TASK SET |
[1] Print the passage of the article on John McCain and water rights between "The more John" and "across ideological lines.", inclusive.
[2] According to the article on John McCain and water rights, which event is Colorado hosting the week after McCain's call?
[3] Please write the next part of the article on John McCain and water rights, picking up after its final sentence rather than working from the entries.

John McCain and water rights – another gaffe

The more John McCain speaks, the more he gets into trouble. His command of the issues is terrible, and his recollection of his own positions is sometimes even worse.

His campaign has been “clarifying” McCain’s stated positions on a regular basis. The latest involves water rights in Colorado, which could spell trouble for McCain in an important swing state.

Arizona Sen. John McCain’s call for renegotiating how much water some Western states can pull from the Colorado River has a set off quite a stir in Colorado, an up-for-grabs swing state that next week plays host to the Democratic National Convention.

“Over my cold, dead, political carcass,” said Republican Bob Schaffer, who is running against Democratic Rep. Mark Udall to replace retiring Republican Sen. Wayne Allard, offering a sentiment widely shared in Colorado and across ideological lines.

In the arid West, water is an explosive issue. Political fortunes have been lost because of it, and ranchers occasionally shot and killed. As a local saying has it, “Whiskey is for drinking. Water is for fighting.”

DATA EXCERPTS |
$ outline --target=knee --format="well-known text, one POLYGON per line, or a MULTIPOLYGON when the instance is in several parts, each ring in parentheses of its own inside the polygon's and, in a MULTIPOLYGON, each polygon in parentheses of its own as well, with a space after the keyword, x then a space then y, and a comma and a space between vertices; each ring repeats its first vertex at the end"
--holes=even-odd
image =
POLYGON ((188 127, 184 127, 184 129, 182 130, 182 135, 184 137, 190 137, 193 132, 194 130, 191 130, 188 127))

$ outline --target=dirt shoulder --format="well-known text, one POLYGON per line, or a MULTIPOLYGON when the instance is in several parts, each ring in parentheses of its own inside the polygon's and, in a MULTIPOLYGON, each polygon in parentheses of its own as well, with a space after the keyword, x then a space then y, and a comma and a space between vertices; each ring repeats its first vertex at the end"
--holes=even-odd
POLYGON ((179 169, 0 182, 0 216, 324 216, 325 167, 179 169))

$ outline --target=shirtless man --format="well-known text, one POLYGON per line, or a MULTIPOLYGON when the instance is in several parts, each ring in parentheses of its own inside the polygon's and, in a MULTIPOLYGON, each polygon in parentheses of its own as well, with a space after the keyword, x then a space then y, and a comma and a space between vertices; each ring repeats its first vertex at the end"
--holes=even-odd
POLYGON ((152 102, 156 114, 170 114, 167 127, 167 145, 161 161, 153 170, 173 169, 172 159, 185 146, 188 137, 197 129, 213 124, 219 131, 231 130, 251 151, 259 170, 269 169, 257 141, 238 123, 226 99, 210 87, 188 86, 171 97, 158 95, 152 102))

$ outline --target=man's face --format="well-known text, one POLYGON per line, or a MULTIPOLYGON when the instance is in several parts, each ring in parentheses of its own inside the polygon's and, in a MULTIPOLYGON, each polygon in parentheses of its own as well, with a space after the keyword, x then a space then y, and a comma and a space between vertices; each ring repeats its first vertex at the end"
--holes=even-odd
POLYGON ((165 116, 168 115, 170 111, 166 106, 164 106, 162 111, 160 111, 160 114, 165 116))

SOLVED PROBLEMS |
[1]
The more John McCain speaks, the more he gets into trouble. His command of the issues is terrible, and his recollection of his own positions is sometimes even worse.

His campaign has been “clarifying” McCain’s stated positions on a regular basis. The latest involves water rights in Colorado, which could spell trouble for McCain in an important swing state.

Arizona Sen. John McCain’s call for renegotiating how much water some Western states can pull from the Colorado River has a set off quite a stir in Colorado, an up-for-grabs swing state that next week plays host to the Democratic National Convention.

“Over my cold, dead, political carcass,” said Republican Bob Schaffer, who is running against Democratic Rep. Mark Udall to replace retiring Republican Sen. Wayne Allard, offering a sentiment widely shared in Colorado and across ideological lines.

[2] The Democratic National Convention.

[3]
McCain, a proud Westerner, triggered the latest round of fighting when he told The Pueblo (Colo.) Chieftain last Friday that “the compact that is in effect, obviously, needs to be renegotiated over time amongst the interested parties” — which was widely understood in Colorado as a process that would end up redistributing more of the river’s “liquid gold” downstream.

The Republican was forced to backtrack Wednesday, writing a letter to Allard saying, “Let me be clear that I do not advocate renegotiation of the compact.”

But the issue is not likely to go away soon. Democrats Udall, Gov. Bill Ritter and Sen. Ken Salazar are expected to blast McCain in a press conference today. In an interview Wednesday, Salazar said McCain’s remarks showed that he didn’t understand the issue’s importance. “There’s nothing more fundamental to the West than water.”

He may have just handed Colorado to Obama.